> Required action 1
Write out the part of the article on SEBI's proposed angel investor norms starting with "Among other norms" and going on through "than three years.", word for word.

[[ Passage to read, beginning ]]

Regulations
SEBI may announce new norms for angel investors
The new norms would help in encouraging entrepreneurship in the country by financing small start-ups at a stage where such start-up finds it difficult to obtain funds from traditional sources of funding
 
Market regulator Securities and Exchange Board of India (SEBI) plans to bring in new norms for angel investors, who provide funding to companies at their initial stages. The move is aimed at encouraging entrepreneurship in the country by financing small start-ups.
 
According to proposals being considered by SEBI, angel investors can be allowed to be registered as Alternative Investment Funds (AIFs)—a newly created class of pooled-in investment vehicles for real estate, private equity and hedge funds, a senior official said.
 
In order to ensure investment by angel funds is ‘genuine’, SEBI plans to restrict investment by such funds between Rs50 lakh and Rs5 crore.
 
Among other norms included, angel funds can make investments only in those companies which are incorporated in India. These funds needs to be invested in a firm for at least three years, can invest in companies not older than three years.

[[ Passage to read, end ]]

> Required action 2
How many lines of the records below contain the string "target"? Case counts; give only the number.

[[ Given records, beginning ]]

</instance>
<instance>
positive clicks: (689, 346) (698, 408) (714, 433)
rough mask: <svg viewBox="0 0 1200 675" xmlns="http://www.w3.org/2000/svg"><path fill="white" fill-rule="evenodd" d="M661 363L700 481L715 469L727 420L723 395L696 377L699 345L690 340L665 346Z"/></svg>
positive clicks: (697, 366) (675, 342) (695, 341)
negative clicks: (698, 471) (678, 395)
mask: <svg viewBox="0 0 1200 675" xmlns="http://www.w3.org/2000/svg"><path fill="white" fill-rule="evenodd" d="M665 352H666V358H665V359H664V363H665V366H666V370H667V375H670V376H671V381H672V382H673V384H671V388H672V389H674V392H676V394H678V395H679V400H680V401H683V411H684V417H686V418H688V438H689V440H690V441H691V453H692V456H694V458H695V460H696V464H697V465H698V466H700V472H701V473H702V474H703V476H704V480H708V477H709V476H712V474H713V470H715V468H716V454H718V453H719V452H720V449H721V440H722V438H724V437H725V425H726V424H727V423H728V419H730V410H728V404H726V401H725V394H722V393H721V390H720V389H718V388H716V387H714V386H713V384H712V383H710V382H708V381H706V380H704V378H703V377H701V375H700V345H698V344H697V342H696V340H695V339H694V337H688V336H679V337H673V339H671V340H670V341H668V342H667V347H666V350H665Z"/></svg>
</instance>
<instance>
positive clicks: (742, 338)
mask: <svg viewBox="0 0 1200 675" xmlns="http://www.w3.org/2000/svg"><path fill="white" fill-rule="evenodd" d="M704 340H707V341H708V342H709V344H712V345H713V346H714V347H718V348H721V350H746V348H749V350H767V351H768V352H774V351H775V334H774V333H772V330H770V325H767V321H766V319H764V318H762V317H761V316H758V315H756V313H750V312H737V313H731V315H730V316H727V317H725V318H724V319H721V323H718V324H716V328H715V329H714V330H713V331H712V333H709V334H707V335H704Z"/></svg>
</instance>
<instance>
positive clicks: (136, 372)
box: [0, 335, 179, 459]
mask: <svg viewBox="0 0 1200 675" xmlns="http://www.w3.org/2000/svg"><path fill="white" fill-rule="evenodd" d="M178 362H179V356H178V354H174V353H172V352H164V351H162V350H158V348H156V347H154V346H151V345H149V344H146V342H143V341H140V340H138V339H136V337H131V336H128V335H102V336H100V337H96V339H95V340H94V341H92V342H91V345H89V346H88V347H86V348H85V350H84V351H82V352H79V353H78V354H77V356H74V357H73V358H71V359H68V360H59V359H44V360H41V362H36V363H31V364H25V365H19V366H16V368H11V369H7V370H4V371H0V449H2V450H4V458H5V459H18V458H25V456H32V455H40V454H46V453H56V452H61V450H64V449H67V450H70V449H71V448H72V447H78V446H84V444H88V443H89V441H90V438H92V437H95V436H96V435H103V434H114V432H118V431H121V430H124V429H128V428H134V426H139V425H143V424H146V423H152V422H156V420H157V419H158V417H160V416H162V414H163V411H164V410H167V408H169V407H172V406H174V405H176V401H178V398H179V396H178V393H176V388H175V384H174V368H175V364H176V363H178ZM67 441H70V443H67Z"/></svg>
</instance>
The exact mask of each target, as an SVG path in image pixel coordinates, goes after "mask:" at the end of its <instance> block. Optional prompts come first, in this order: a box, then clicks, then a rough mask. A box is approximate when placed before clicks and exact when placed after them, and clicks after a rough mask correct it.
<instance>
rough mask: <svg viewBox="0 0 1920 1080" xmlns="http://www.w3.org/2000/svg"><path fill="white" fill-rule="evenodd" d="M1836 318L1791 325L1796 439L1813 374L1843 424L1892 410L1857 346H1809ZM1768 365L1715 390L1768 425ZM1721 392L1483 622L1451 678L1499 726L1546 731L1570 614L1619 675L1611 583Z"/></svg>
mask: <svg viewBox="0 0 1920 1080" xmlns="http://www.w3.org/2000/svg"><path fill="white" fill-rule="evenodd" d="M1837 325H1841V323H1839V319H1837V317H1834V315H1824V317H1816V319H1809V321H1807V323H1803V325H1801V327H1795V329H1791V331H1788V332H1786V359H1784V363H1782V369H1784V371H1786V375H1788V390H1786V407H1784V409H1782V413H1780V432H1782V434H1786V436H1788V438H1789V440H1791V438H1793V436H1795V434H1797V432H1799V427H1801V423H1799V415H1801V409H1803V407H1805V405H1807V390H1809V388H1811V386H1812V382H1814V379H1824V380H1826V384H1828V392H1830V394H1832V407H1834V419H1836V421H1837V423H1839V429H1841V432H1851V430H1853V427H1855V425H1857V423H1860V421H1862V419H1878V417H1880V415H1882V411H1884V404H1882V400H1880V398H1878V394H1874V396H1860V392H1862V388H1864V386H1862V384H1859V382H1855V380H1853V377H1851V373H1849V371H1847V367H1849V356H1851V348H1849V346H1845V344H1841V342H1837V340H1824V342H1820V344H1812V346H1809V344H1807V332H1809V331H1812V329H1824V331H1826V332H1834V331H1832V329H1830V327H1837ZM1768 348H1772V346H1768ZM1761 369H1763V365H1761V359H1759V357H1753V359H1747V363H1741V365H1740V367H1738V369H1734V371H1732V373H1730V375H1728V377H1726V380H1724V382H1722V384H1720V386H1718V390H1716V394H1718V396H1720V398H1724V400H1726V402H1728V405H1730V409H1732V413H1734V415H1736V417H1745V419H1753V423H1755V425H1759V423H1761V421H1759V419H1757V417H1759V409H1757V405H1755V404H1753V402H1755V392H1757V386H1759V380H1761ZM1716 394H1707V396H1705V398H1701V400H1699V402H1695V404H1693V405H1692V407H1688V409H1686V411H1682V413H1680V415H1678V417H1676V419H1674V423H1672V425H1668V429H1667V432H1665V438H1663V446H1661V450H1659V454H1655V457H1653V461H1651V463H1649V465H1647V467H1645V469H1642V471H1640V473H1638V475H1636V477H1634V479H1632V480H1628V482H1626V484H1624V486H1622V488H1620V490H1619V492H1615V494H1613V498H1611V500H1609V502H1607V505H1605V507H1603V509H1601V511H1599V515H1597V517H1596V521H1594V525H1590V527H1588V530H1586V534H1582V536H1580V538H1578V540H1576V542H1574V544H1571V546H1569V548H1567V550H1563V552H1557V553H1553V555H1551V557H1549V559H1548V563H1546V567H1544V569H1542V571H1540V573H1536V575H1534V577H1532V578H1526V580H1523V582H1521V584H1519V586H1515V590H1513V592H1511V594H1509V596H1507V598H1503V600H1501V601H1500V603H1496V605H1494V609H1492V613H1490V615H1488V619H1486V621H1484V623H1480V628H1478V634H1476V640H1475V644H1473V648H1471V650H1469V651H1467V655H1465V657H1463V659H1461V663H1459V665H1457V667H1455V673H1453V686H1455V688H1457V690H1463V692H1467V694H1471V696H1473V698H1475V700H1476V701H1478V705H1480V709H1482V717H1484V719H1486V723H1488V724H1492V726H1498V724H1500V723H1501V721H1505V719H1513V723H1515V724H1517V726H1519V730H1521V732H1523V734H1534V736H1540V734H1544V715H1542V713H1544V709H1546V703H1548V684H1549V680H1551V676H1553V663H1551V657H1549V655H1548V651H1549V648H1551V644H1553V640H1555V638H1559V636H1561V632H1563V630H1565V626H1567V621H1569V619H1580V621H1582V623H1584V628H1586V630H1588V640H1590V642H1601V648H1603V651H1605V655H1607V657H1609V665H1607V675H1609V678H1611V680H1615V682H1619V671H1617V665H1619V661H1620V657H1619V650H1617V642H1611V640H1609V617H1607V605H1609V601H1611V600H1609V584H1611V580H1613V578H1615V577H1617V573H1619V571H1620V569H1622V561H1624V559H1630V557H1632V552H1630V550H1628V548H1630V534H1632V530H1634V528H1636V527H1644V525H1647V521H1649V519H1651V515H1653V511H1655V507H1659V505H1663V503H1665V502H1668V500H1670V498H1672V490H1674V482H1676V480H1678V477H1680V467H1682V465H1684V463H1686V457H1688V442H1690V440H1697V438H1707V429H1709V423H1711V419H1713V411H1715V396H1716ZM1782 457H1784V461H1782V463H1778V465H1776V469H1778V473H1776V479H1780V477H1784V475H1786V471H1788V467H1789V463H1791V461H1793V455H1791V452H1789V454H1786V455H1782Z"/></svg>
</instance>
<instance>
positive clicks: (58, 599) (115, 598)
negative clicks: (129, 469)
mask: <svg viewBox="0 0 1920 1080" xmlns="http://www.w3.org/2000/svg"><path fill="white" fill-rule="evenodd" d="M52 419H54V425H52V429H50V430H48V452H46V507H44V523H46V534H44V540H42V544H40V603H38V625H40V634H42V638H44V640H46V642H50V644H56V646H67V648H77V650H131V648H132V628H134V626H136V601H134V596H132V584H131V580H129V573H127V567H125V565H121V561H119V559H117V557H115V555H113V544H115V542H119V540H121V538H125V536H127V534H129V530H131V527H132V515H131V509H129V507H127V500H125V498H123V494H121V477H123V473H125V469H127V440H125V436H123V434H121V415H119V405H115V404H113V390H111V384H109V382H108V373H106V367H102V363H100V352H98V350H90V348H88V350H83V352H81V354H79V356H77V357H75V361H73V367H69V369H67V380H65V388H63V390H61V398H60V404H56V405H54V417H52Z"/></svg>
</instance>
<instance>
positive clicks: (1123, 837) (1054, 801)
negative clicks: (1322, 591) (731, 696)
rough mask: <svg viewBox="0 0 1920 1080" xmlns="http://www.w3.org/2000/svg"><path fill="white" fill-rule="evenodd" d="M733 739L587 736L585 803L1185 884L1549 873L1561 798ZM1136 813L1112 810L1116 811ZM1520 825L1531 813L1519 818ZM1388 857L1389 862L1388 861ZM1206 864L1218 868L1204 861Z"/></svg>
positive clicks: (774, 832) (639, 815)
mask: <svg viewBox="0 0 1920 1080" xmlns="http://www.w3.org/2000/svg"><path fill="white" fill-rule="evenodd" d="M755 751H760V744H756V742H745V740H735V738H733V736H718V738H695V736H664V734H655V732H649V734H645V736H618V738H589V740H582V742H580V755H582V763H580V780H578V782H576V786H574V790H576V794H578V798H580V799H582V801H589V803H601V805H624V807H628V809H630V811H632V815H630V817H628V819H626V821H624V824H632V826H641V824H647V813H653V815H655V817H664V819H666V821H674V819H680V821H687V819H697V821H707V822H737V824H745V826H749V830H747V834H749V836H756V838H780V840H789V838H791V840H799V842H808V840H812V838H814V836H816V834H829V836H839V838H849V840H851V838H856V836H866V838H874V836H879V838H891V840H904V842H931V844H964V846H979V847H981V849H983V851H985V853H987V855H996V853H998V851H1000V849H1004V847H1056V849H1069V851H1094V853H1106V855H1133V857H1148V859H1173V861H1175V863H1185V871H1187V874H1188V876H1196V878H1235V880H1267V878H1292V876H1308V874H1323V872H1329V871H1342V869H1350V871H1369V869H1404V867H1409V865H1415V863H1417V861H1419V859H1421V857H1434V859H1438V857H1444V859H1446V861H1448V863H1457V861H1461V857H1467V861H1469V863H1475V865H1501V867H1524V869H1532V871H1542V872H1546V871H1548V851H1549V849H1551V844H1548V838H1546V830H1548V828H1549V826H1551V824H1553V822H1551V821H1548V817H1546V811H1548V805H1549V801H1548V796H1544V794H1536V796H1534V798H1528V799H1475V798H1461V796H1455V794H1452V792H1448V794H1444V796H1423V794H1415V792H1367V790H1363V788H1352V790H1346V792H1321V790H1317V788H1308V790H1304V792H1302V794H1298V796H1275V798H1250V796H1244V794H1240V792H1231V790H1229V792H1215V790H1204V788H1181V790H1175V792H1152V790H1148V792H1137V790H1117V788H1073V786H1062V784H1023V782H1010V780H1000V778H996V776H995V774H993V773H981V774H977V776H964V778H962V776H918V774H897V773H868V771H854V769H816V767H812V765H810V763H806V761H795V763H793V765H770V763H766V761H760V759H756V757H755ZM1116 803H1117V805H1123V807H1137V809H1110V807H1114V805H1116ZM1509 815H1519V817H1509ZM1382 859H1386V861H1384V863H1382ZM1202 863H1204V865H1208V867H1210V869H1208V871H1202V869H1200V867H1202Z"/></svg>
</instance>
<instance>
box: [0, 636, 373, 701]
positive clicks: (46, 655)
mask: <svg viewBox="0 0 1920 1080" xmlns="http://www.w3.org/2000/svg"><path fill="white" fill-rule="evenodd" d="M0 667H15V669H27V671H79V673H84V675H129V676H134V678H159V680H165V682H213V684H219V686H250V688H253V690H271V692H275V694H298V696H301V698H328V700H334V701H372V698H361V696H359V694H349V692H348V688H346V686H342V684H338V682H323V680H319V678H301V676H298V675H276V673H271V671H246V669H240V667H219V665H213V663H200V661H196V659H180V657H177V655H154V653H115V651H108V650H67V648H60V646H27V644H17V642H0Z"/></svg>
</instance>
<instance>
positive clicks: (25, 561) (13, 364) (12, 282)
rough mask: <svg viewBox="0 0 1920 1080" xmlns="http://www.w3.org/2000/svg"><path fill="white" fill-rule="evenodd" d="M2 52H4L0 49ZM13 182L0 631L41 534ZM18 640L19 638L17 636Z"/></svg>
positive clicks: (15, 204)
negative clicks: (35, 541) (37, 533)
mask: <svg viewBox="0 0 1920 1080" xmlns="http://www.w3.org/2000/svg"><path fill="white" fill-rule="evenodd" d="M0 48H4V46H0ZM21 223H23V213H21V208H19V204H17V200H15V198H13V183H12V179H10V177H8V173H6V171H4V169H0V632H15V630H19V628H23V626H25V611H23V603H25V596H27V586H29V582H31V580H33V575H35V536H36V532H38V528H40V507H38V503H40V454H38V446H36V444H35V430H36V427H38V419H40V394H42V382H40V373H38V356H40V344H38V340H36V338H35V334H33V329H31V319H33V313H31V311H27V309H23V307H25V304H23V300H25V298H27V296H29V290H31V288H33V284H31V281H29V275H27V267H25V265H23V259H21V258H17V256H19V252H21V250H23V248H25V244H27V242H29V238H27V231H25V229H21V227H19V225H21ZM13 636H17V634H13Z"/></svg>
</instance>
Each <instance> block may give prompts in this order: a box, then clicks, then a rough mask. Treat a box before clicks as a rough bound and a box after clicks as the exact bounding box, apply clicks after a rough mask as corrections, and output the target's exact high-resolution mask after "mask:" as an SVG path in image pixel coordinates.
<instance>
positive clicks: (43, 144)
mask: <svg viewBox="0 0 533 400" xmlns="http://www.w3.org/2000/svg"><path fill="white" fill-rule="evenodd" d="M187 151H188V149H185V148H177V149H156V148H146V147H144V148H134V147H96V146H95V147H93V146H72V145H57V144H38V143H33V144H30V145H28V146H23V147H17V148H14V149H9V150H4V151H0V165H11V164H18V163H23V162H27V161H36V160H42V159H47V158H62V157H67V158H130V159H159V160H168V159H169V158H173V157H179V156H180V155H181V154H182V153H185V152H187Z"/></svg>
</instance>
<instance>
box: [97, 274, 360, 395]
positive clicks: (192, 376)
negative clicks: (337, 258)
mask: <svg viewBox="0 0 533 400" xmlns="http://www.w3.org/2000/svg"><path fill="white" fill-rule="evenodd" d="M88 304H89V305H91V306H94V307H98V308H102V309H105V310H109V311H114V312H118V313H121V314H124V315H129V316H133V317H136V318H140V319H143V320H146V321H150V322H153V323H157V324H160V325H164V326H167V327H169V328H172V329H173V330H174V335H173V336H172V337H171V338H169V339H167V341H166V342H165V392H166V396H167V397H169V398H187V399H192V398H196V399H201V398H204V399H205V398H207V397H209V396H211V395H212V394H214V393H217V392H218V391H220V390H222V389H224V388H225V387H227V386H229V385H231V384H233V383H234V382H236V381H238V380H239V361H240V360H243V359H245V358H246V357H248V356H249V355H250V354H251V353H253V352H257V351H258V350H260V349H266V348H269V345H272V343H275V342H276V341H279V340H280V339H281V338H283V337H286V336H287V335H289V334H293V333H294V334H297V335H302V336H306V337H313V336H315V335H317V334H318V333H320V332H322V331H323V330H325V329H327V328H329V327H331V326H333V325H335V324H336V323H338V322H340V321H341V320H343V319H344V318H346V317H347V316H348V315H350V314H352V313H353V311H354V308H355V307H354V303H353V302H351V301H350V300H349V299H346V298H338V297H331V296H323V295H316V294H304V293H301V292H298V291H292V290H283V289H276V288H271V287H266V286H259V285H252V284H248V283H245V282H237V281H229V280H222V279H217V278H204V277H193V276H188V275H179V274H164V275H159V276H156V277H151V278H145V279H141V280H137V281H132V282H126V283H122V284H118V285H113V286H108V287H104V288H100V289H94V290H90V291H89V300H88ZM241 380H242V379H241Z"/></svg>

[[ Given records, end ]]

> Task response 1
Among other norms included, angel funds can make investments only in those companies which are incorporated in India. These funds needs to be invested in a firm for at least three years, can invest in companies not older than three years.

> Task response 2
2